An exact transcription of the records is required, minus any images.

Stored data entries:

□ □ □ □ □ □ □

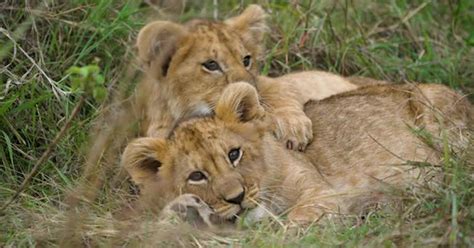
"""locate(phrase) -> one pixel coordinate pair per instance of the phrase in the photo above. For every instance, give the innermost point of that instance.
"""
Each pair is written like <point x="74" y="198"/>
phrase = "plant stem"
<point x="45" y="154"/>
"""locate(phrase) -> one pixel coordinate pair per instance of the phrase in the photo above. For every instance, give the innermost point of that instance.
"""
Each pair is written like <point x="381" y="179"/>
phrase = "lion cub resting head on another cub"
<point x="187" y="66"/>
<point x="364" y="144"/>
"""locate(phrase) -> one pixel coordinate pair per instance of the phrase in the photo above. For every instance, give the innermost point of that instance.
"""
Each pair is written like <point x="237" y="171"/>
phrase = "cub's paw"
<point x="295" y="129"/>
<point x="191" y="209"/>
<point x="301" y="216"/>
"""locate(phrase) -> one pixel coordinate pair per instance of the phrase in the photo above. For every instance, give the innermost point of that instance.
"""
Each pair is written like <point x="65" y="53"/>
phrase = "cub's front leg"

□ □ □ □ □ □ □

> Worked solution:
"""locate(phrase) -> one pixel coordinate pair per instance of the phrase in the photo above. For every instance, give the innermost point of that instance.
"""
Each pair is written like <point x="74" y="198"/>
phrase = "plant stem"
<point x="45" y="154"/>
"""locate(phrase) -> one pixel coordinate pair per instance of the phrase in the photo above. For every instance, give the innermost point of that instance.
"""
Each pair is written like <point x="381" y="179"/>
phrase = "lion cub resting head on another cub"
<point x="187" y="66"/>
<point x="364" y="144"/>
"""locate(phrase) -> one pixel coordinate pair per instance of the phrase in the photo above. For every instance, give the innermost point of that instance.
"""
Each pair is written like <point x="237" y="171"/>
phrase = "cub's paw"
<point x="295" y="129"/>
<point x="191" y="209"/>
<point x="301" y="216"/>
"""locate(phrase) -> one pixel coordinate pair per instance of the phrase in the photo above. For every instance, give the innermost point of that instance.
"""
Each pair is written like <point x="65" y="53"/>
phrase = "cub's front leg"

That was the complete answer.